• _Lista de tareas_
a) ¿Cómo quedaría en forma de lista breve el párrafo del texto sobre Gibraltar que comienza «El lanzamiento al mar por Gibraltar», conservando sus datos principales?
b) ¿Puedes reproducir tal cual el fragmento del texto sobre Gibraltar que arranca en las palabras que contienen "Tema[1]: Las relaciones" y termina después de "las autoridades gibraltareñas."?

====== Fragmento del texto ======

Tema[1]: Las relaciones hispano-británicas son de altísima densidad y no conviene poner en peligro ese sólido vínculo por la conducta de las autoridades gibraltareñas.
Resumen: El lanzamiento al mar por Gibraltar de bloques de hormigón, que hacen imposible la pesca en aguas cuya jurisdicción reivindica España, supone un hecho objetivamente grave por su carácter unilateral e irreversible. Pero la forma de enfocar esta enésima crisis por parte de los gobiernos de Madrid y Londres produce sobre todo la desagradable sensación de que no se valora lo suficiente la importancia estratégica del vínculo hispano-británico, que es extraordinariamente amplio y debería considerarse clave para ambas partes en el terreno económico, social e incluso político. Tal vez no exista ningún otro caso en el mundo de dos países que, sin ser vecinos ni compartir idioma, tengan una mayor interacción interpersonal, empresarial o cultural. Sin embargo, las disputas en torno al Peñón (tanto el contencioso por la soberanía como la forma de abordar la cuestionable legalidad de muchas actividades que tienen allí su base) condicionan y lastran una relación de enorme potencialidad para británicos y españoles en el terreno bilateral o multilateral de la seguridad, el mercado interior y, en fin, otros ámbitos en donde cooperar políticamente de forma estrecha como grandes socios europeos.

====== Registros mostrados ======

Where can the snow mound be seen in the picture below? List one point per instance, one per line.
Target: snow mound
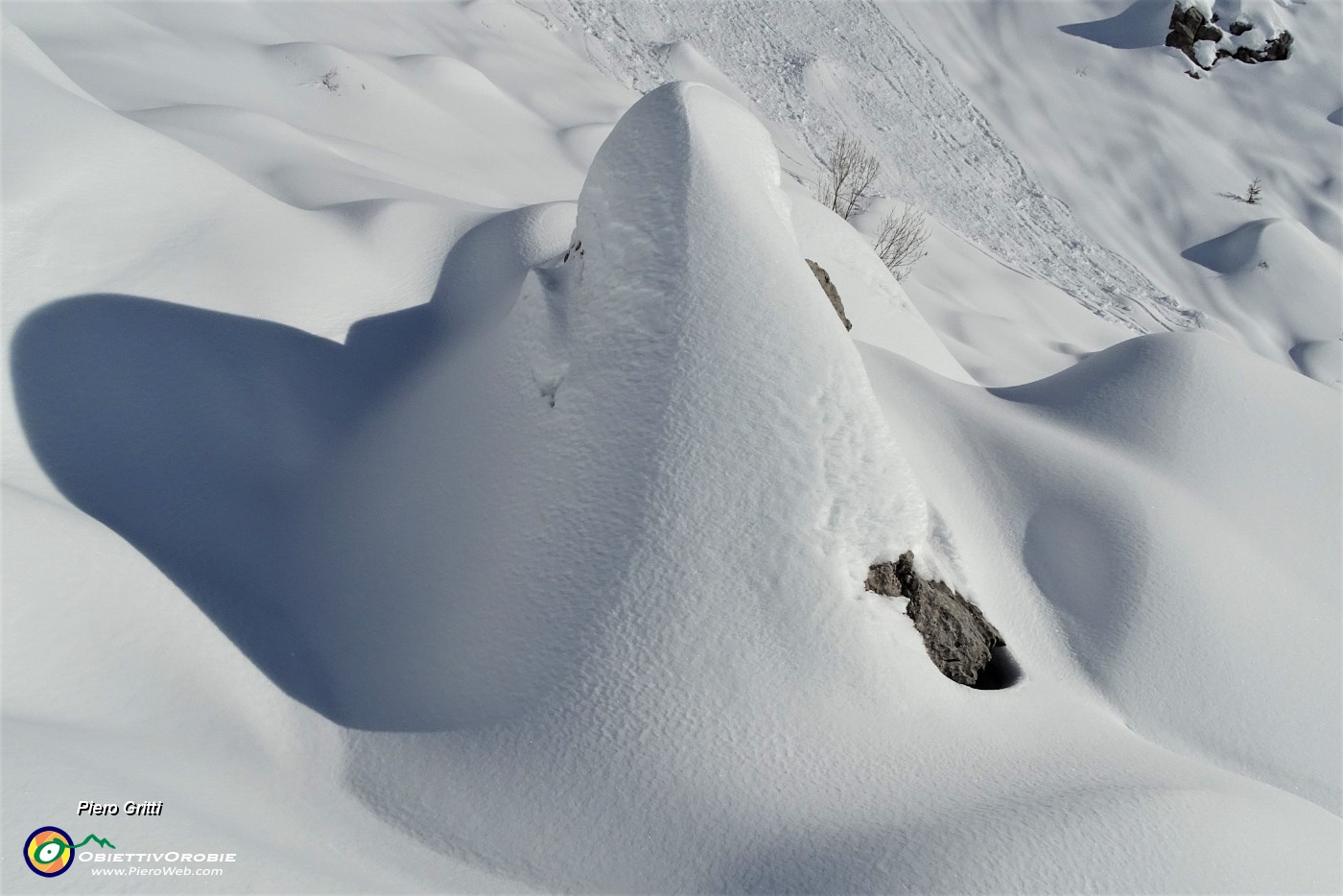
(1283, 288)
(734, 712)
(1175, 604)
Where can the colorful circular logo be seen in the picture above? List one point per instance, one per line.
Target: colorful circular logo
(49, 852)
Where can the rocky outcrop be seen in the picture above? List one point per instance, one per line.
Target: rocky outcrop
(1206, 43)
(832, 293)
(956, 636)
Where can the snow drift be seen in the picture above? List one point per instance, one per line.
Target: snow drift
(574, 554)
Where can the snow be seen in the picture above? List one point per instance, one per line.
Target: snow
(462, 463)
(1201, 143)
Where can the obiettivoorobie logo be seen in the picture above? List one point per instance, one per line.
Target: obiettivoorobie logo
(50, 851)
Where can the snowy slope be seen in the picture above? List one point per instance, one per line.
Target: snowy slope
(436, 502)
(1159, 163)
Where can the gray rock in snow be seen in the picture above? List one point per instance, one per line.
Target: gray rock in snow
(832, 293)
(956, 636)
(1188, 27)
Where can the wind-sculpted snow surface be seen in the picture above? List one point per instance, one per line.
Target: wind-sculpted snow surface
(821, 69)
(550, 574)
(739, 714)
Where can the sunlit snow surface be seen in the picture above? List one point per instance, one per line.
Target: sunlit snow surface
(416, 497)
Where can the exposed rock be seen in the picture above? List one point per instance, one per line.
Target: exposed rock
(956, 636)
(832, 293)
(1189, 31)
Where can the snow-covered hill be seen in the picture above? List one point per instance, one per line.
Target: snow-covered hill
(432, 466)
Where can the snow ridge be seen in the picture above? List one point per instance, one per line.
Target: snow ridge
(848, 67)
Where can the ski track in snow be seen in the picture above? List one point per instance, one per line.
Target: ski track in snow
(845, 67)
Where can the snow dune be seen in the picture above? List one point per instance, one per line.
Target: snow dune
(550, 574)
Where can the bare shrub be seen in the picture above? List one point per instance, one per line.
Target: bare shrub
(900, 239)
(1255, 192)
(853, 171)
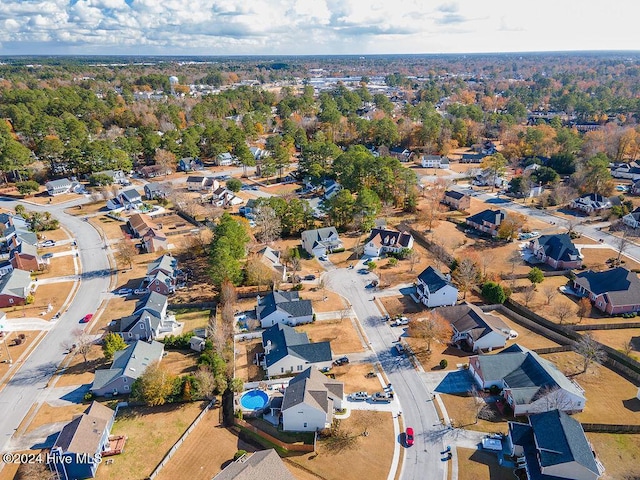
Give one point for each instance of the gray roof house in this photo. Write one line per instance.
(310, 400)
(553, 446)
(283, 307)
(287, 351)
(473, 329)
(612, 291)
(78, 448)
(321, 241)
(529, 383)
(127, 366)
(256, 466)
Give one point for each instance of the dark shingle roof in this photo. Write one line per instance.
(558, 247)
(621, 286)
(433, 278)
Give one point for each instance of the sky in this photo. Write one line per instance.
(310, 27)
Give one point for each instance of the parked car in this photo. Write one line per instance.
(359, 396)
(409, 436)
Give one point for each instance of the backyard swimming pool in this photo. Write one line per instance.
(254, 399)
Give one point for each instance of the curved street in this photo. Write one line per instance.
(28, 382)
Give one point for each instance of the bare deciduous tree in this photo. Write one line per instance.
(590, 350)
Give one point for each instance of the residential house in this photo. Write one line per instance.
(558, 251)
(456, 200)
(59, 187)
(400, 153)
(612, 291)
(287, 351)
(435, 289)
(553, 446)
(225, 159)
(197, 183)
(632, 219)
(529, 383)
(591, 203)
(14, 288)
(487, 221)
(271, 258)
(154, 191)
(127, 366)
(321, 241)
(434, 161)
(382, 240)
(283, 307)
(309, 401)
(256, 466)
(473, 329)
(25, 257)
(78, 449)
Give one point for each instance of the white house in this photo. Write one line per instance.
(283, 307)
(287, 351)
(321, 241)
(435, 289)
(382, 240)
(310, 400)
(473, 329)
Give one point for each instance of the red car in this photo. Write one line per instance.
(409, 436)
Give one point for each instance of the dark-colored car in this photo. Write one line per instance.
(409, 436)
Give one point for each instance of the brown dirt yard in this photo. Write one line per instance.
(151, 432)
(370, 458)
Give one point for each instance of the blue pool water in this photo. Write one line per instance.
(254, 399)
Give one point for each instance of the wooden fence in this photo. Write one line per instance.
(291, 447)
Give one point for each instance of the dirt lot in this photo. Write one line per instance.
(206, 451)
(151, 432)
(370, 458)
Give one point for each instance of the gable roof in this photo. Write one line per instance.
(433, 279)
(619, 285)
(382, 237)
(313, 388)
(525, 373)
(558, 247)
(84, 433)
(470, 318)
(284, 341)
(289, 302)
(256, 466)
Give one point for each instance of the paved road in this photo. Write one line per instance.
(415, 400)
(27, 385)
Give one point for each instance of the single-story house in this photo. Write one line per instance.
(127, 366)
(283, 307)
(529, 383)
(434, 161)
(78, 449)
(557, 250)
(612, 291)
(59, 187)
(321, 241)
(553, 446)
(487, 221)
(256, 466)
(310, 400)
(591, 203)
(435, 289)
(382, 240)
(456, 200)
(287, 351)
(474, 329)
(14, 288)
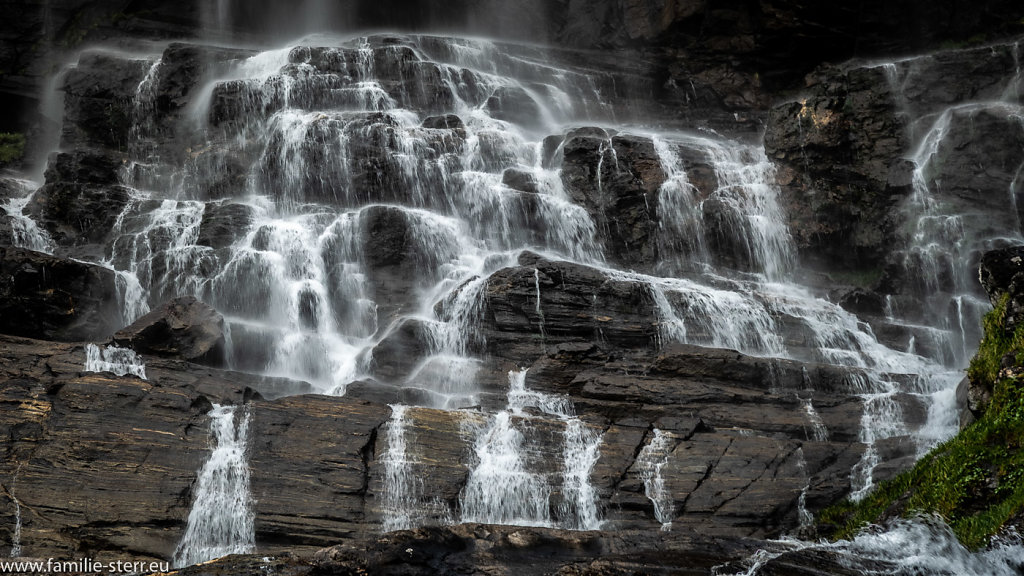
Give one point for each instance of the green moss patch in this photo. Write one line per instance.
(975, 480)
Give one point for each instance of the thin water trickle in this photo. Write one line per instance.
(649, 464)
(221, 519)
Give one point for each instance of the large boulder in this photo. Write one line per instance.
(616, 178)
(99, 94)
(114, 459)
(81, 200)
(183, 328)
(1001, 274)
(53, 298)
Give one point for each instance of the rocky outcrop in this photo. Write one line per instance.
(81, 201)
(183, 328)
(577, 303)
(98, 97)
(44, 296)
(842, 174)
(129, 451)
(616, 178)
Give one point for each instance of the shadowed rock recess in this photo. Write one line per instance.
(641, 300)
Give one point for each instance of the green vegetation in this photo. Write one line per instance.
(11, 148)
(976, 480)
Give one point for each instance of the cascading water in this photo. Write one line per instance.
(15, 537)
(340, 192)
(221, 519)
(114, 359)
(650, 461)
(501, 489)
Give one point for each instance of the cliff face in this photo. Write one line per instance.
(453, 272)
(738, 53)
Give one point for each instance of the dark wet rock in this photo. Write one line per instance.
(616, 178)
(520, 179)
(128, 452)
(183, 68)
(404, 345)
(53, 298)
(1001, 275)
(223, 223)
(724, 388)
(297, 505)
(861, 301)
(445, 122)
(814, 562)
(514, 105)
(182, 328)
(975, 168)
(81, 200)
(391, 250)
(577, 303)
(99, 95)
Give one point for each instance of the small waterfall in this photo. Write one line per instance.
(818, 432)
(680, 211)
(649, 462)
(882, 418)
(114, 359)
(804, 516)
(221, 519)
(402, 489)
(579, 507)
(15, 538)
(500, 489)
(25, 232)
(921, 545)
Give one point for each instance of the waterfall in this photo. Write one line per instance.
(501, 489)
(221, 519)
(818, 432)
(649, 463)
(25, 232)
(402, 490)
(15, 538)
(921, 545)
(336, 195)
(579, 507)
(804, 516)
(114, 359)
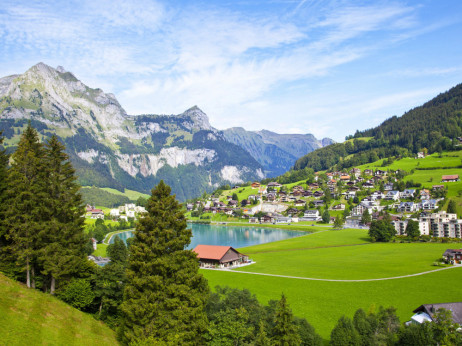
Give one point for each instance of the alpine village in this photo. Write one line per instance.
(306, 190)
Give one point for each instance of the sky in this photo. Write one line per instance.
(309, 66)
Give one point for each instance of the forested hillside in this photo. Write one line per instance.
(432, 127)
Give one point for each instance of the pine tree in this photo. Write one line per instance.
(285, 332)
(24, 216)
(165, 295)
(62, 253)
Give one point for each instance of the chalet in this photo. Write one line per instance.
(292, 211)
(318, 203)
(299, 203)
(392, 195)
(253, 219)
(407, 207)
(97, 214)
(450, 178)
(408, 193)
(453, 256)
(282, 219)
(426, 312)
(274, 184)
(339, 207)
(388, 187)
(428, 204)
(377, 195)
(114, 213)
(213, 256)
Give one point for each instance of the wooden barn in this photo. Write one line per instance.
(213, 256)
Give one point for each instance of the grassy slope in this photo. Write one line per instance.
(323, 303)
(325, 258)
(31, 317)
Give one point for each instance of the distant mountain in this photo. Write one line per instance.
(277, 153)
(434, 126)
(110, 148)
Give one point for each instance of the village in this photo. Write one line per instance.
(355, 198)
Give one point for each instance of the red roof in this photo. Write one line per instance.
(215, 252)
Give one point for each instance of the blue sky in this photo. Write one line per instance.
(321, 67)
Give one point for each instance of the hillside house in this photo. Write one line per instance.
(428, 204)
(426, 312)
(453, 256)
(408, 193)
(392, 195)
(450, 178)
(408, 207)
(311, 215)
(213, 256)
(425, 194)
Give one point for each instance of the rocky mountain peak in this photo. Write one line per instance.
(199, 118)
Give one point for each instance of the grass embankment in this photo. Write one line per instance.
(322, 255)
(29, 317)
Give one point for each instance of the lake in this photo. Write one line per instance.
(235, 236)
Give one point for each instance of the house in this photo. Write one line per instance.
(425, 194)
(400, 227)
(377, 195)
(392, 195)
(339, 207)
(453, 256)
(426, 312)
(212, 256)
(299, 203)
(274, 184)
(408, 193)
(311, 215)
(318, 203)
(407, 207)
(450, 178)
(428, 204)
(97, 214)
(388, 187)
(282, 219)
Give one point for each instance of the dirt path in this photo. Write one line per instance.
(338, 280)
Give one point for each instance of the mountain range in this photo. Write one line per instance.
(110, 148)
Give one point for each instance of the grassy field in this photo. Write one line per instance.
(34, 318)
(132, 195)
(321, 255)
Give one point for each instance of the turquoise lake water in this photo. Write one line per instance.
(235, 236)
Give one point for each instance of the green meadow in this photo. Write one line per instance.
(344, 255)
(32, 317)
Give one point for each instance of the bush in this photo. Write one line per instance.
(78, 293)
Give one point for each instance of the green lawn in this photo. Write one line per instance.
(337, 255)
(29, 317)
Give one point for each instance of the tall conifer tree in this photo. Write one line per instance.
(5, 261)
(63, 241)
(165, 295)
(285, 332)
(26, 189)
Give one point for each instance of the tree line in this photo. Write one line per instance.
(432, 127)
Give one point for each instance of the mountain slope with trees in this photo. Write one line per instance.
(432, 127)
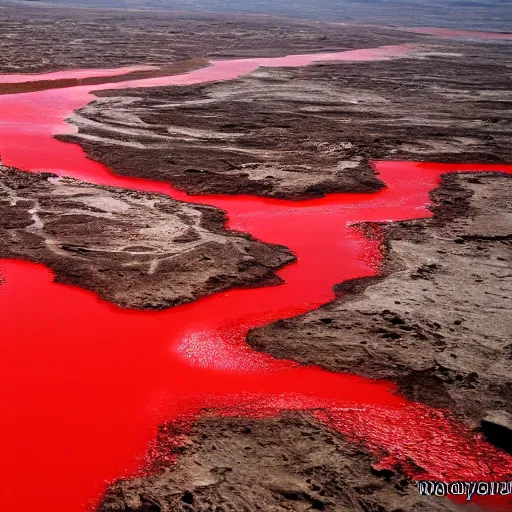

======

• _Resultados de tareas_
a)
- Gibraltar lanzó al mar bloques de hormigón que impiden pescar en aguas cuya jurisdicción reivindica España. Es un hecho grave por ser unilateral e irreversible.
- La manera en que los gobiernos de Madrid y Londres enfocan esta crisis da la sensación de que no valoran lo suficiente la importancia estratégica del vínculo hispano-británico. Ese vínculo es clave en lo económico, lo social e incluso lo político.
- Quizá no exista otro caso de dos países que, sin ser vecinos ni compartir idioma, tengan mayor interacción interpersonal, empresarial o cultural.
- Las disputas en torno al Peñón lastran una relación de enorme potencial en la seguridad, el mercado interior y la cooperación política como socios europeos. Esas disputas abarcan la soberanía y la cuestionable legalidad de muchas actividades con base allí.

b)
Tema[1]: Las relaciones hispano-británicas son de altísima densidad y no conviene poner en peligro ese sólido vínculo por la conducta de las autoridades gibraltareñas.